Indonesia eyes fuel subsidy cut delay, to let rupiah rise

Indonesia said on Thursday it is considering delaying a plan to limit the use of cheap subsidised fuels to next year as it seeks to avoid surging oil prices adding to inflation, despite a potential cost of over $600 million to the state budget. 

Chief economics minister Hatta Rajasa said the government has no plans to hike subsidised fuel prices, a move that would boost inflation and likely to lead to protests. Vietnam on Thursday hiked gasoline and diesel prices by up to 24 percent. 

Instead, Indonesia's central bank will let the rupiah currency strengthen to curb imported inflation, deputy governor Hartadi A. Sarwono said, as it is concerned about high oil prices following turmoil in the Middle East. 

Indonesia's government had aimed to stop private cars in the capital Jakarta from using cheap subsidised fuel from end-March, before rolling the pan out across the country, but may delay the start, said Rajasa. 

"The financial consequences would be to add 3-6 trillion rupiah of additional subsidies for one year," said finance minister Agus Martowardojo.

The comments come as London oil prices surged over $6 to $117 a barrel, and ahead of Indonesia's February's inflation data next Tuesday.

- WRITTEN PROBLEM A -
Please select every line of the entries below that contains the string "yellow" and copy each one. Case counts.

Entries from a collection
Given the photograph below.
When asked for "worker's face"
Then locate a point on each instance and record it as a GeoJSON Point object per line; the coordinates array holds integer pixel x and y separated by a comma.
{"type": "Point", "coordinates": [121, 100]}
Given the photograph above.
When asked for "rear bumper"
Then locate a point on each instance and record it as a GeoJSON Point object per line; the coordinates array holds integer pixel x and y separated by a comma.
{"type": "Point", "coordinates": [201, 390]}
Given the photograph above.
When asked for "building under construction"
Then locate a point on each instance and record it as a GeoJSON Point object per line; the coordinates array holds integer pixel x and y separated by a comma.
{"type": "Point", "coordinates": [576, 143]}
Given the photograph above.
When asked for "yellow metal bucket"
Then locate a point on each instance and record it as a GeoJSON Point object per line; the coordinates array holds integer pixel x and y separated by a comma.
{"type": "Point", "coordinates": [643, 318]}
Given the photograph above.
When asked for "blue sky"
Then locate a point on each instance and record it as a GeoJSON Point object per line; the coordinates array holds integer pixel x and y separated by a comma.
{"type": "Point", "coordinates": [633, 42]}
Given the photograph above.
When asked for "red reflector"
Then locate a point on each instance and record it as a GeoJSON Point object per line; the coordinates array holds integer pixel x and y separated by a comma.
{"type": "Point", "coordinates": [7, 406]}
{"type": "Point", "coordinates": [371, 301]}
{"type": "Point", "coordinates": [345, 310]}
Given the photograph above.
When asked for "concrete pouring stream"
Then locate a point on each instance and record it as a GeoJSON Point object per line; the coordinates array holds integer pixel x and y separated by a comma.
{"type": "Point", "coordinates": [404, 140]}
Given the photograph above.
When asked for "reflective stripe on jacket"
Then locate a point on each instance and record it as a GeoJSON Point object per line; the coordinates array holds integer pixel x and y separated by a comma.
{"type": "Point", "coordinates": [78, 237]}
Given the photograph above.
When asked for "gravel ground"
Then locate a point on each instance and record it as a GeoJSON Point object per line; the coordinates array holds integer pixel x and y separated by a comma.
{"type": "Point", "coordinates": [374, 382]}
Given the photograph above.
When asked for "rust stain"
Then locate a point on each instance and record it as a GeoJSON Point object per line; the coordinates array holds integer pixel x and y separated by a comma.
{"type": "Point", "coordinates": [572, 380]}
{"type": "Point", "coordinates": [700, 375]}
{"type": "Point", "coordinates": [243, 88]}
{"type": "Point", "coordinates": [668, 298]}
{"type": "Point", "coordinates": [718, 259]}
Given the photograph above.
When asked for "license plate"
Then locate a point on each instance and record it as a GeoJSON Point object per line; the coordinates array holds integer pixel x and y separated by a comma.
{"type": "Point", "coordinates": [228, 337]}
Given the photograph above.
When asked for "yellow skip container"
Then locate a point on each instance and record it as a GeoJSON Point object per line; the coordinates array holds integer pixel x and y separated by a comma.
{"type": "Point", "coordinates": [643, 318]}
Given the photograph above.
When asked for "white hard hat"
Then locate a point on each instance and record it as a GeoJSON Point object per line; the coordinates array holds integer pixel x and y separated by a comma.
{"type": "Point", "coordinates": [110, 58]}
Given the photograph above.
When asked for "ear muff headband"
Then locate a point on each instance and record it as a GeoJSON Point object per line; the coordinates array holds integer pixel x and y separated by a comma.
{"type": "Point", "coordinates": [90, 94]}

- WRITTEN PROBLEM B -
Pick up the article about Indonesia's fuel subsidy delay where it stops, and continue it.

- WRITTEN ANSWER A -
When asked for "yellow metal bucket"
When asked for "yellow skip container"

- WRITTEN ANSWER B -
Some analysts see higher-than-expected inflation leading Bank Indonesia to hike rates by another 25 basis points when meeting on March 4 in an effort to stem price pressures, after January inflation reached a 21-month-high of 7 percent. 

"We are concerned over imported inflation both from oil and food prices. We keep monitoring rising oil prices," Bank Indonesia's Sarwono told reporters. 

Sarwono said Indonesia's foreign exchange reserves had reached a record $97 billion, a level nearly double two years ago and that gives the central bank more ammunition to intervene in the currency market. 

Bank Indonesia hiked rates by 150 basis points in 2008 to counter growing inflation after the government was forced to hike subsidised fuel prices by almost 30 percent on average because of record oil prices. 

Indonesia is the country in Southeast Asia that is the most exposed to a sharp rise in oil prices and policymakers will face a dilemma as tightening rates may slow growth, CIMB said in a report on Thursday. 

"Some central banks are willing to tolerate a stronger currency as part of their efforts to bring inflation under control," said CIMB's Lee Heng Guie. 

The rupiah has gained 1.5 percent this year, adding to near 5 percent gains last year.
The former OPEC oil producer is forced to import gasoline and diesel from the regional market since its ageing refineries do not produce enough fuel, but still maintains subsidised fuel. 

Analysts say the government needs to use the money spent on subsidies to instead improve infrastructure, which would help draw further foreign direct investment and improve the chances of getting a coveted investment grade sovereign rating.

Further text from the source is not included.